### COSA CHIEDE
Puoi trasformare tutte le voci in un CSV a due colonne, "richiesta" e "risposta", con una riga per voce, mettendo il testo e la risposta ciascuno in un unico campo tra virgolette e sostituendo gli a capo con spazi? Lascia fuori le immagini.

Voci del dataset
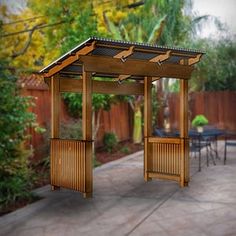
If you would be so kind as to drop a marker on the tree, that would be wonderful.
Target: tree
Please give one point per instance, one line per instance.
(218, 69)
(21, 39)
(14, 121)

### SOLUZIONE SCRITTA
richiesta,risposta
"If you would be so kind as to drop a marker on the tree, that would be wonderful. Target: tree Please give one point per instance, one line per instance.","(218, 69) (21, 39) (14, 121)"